→ **Data records**:
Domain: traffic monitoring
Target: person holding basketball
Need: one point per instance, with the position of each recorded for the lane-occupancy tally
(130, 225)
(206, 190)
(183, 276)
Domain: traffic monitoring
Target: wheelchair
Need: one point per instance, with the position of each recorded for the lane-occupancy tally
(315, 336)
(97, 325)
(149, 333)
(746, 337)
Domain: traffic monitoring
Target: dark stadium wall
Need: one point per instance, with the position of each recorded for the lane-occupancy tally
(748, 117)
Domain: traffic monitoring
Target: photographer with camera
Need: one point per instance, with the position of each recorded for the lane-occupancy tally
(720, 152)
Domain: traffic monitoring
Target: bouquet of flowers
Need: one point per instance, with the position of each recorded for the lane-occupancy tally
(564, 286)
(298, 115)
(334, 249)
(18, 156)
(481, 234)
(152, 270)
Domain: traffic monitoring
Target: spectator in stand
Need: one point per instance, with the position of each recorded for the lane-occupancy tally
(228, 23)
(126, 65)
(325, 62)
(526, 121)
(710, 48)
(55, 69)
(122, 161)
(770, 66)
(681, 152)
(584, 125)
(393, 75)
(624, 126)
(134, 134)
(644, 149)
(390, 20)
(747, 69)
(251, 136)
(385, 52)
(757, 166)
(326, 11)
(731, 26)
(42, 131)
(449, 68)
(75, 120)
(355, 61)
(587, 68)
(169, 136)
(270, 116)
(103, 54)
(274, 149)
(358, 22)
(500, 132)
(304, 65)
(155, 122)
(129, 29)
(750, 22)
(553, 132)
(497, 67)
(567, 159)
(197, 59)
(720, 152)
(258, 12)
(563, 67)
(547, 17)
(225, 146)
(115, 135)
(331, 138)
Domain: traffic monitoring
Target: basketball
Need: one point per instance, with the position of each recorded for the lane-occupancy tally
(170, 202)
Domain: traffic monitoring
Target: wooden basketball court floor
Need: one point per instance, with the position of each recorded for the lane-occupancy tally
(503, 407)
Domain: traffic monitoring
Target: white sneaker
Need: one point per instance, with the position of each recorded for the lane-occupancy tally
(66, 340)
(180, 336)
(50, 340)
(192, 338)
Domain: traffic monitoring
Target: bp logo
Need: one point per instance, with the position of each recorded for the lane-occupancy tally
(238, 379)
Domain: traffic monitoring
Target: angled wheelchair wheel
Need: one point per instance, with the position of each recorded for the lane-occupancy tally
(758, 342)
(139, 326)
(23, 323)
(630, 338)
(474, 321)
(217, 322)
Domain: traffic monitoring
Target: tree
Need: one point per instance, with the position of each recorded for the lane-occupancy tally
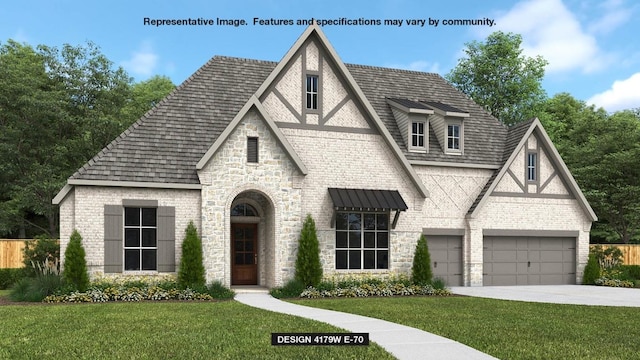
(421, 272)
(75, 264)
(191, 273)
(498, 77)
(605, 160)
(308, 267)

→ **PROBLEM REQUIREMENTS**:
If a record contains a picture, drop the picture and repeat the rest exactly.

→ **ANSWER SPACE**:
Domain: traffic monitoring
Target: person holding basketball
Need: one point per instance, with the position of each recorded for the lane-occupancy tally
(130, 225)
(206, 190)
(183, 276)
Domain: traffic monitoring
Target: wheelchair
Need: one point per instance, with the position of each recorded for the lane-occupancy tally
(315, 336)
(97, 325)
(149, 333)
(746, 337)
Domain: traffic monitoring
Target: dark stadium wall
Need: one point per instance, with the position of each recorded for the lane-occupancy tally
(748, 117)
Domain: traffic monitoring
Target: photographer with camera
Need: one point per instance, with the position of each recorded for the lane-occupancy tally
(720, 152)
Domain: traffic monitoring
Target: bouquet of flowers
Need: one point per instance, with the position of each recorded for the lane-occupancy tally
(564, 286)
(298, 115)
(334, 249)
(18, 156)
(481, 234)
(152, 270)
Domain: traffic monitoring
Target: spectator in stand
Need: one point per instance, with the position of each recorded for the lane-occupancy tally
(228, 23)
(126, 65)
(325, 62)
(526, 121)
(710, 48)
(55, 69)
(122, 161)
(770, 66)
(681, 152)
(584, 125)
(393, 75)
(624, 126)
(134, 134)
(644, 149)
(390, 20)
(747, 69)
(251, 136)
(385, 52)
(757, 166)
(326, 11)
(731, 26)
(42, 131)
(449, 68)
(75, 120)
(355, 61)
(587, 68)
(169, 136)
(270, 116)
(103, 54)
(274, 149)
(358, 22)
(500, 132)
(304, 65)
(155, 122)
(129, 29)
(750, 22)
(553, 132)
(497, 67)
(567, 159)
(197, 59)
(720, 152)
(258, 12)
(563, 67)
(547, 17)
(225, 146)
(115, 135)
(331, 138)
Domain: traffic monitoring
Target: basketball
Need: one point per instance, with the position of each recorded for the lane-occupancy tally
(170, 202)
Domain: traffic monitoring
Target: wooden basketball court floor
Need: one point per instance, with the position of each recorded for the lane-occupancy tally
(503, 407)
Domain: traffic monitoring
Target: white sneaker
Need: one point per instance, with the position of each recorded for the lane-occupancy tally
(66, 340)
(180, 336)
(50, 340)
(192, 338)
Domain: traffic monitoring
Target: bp logo
Need: one point per instance, with the position of each recorded for the lane-occupancy tally
(238, 379)
Domain: traffic monitoring
Target: angled wheelchair wheel
Need: one point per instance, with the position of each recorded for the lane-occupancy tally
(758, 342)
(139, 326)
(23, 323)
(630, 338)
(474, 321)
(217, 322)
Domain: traffic monitoring
Target: tree
Need: one point per instance, with the position of each recorded for the lane-occupancy tally
(421, 272)
(75, 264)
(191, 273)
(498, 77)
(605, 160)
(308, 267)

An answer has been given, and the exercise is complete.